### PASSAGE TO READ

Creating a consensus representation of NMR restraint data with broad adoption by NMR application developers has proved to be challenging. In part owing to the complexity and diversity of NMR restraint data, neither the NMR-STAR (Markley et al. 2003) representation used by the NMR experimental archive, BioMagResBank (BMRB (Ulrich et al. 2008)), nor the representation adopted by Collaborative Computational Project for NMR (CCPN (Vranken et al. 2005)) gained wide adoption among developers of NMR structure determination and refinement software.

In 2013, a group of NMR experts assembled by the wwPDB, the wwPDB NMR Validation Task Force (VTF), published a set of recommendations for the validation of NMR structure and experimental data archived by the PDB (Montelione et al. 2013). This report included recommendations for restraint-based model-versus-data validation comparing each member of the ensemble of NMR models to the available NMR restraints. Lacking a community consensus representation and format, the wwPDB has historically collected and archived NMR restraint data in native programmatic format. While there have been efforts to retrospectively standardize these native restraint data files using NMR-STAR (Doreleijers et al. 2009), these approaches were not fully automatable and proved difficult to sustain. A Working Group of the wwPDB NMR VTF, including developers of the principal NMR structure determination packages, was subsequently created to revisit the challenges of representing and exchanging NMR restraints and supporting experimental data. In 2015, this Working Group published the first set of recommendations for the NEF dictionary (Gutmanas et al. 2015). In addition to the NMR distance, dihedral, and residual dipolar coupling (RDC) restraint data, the NEF dictionary also includes definitions describing chemical shift and observed spectral peaks. While these data definitions have long been represented in the BMRB NMR-STAR reference dictionary, they are reorganized in the NEF dictionary to simplify their production and exchange by NMR software.

The representation of NMR-specific distance restraints in the NEF dictionary has also informed the development of the representation of generic derived distance restraints for experiment types such CX-MS and FRET in the IHM-dictionary. Work is in progress to build software tools that support the NEF dictionary for the IHM data pipeline.

######
### SOURCE INFORMATION

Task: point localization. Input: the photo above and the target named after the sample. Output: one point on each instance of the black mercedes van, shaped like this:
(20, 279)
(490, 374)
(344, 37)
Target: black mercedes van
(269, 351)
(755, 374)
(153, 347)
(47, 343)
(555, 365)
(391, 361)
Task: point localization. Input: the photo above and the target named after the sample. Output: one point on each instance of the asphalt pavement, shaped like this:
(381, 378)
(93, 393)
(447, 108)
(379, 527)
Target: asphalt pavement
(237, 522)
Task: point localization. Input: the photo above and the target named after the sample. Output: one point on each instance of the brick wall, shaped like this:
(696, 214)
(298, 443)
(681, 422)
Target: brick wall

######

WORK TO BE COMPLETED:
Can you repeat word for word the part of the NMR restraint passage above that opens with the words containing "Creating a consensus" and closes with "and refinement software."?

OUTPUT OF THE EXERCISE:
Creating a consensus representation of NMR restraint data with broad adoption by NMR application developers has proved to be challenging. In part owing to the complexity and diversity of NMR restraint data, neither the NMR-STAR (Markley et al. 2003) representation used by the NMR experimental archive, BioMagResBank (BMRB (Ulrich et al. 2008)), nor the representation adopted by Collaborative Computational Project for NMR (CCPN (Vranken et al. 2005)) gained wide adoption among developers of NMR structure determination and refinement software.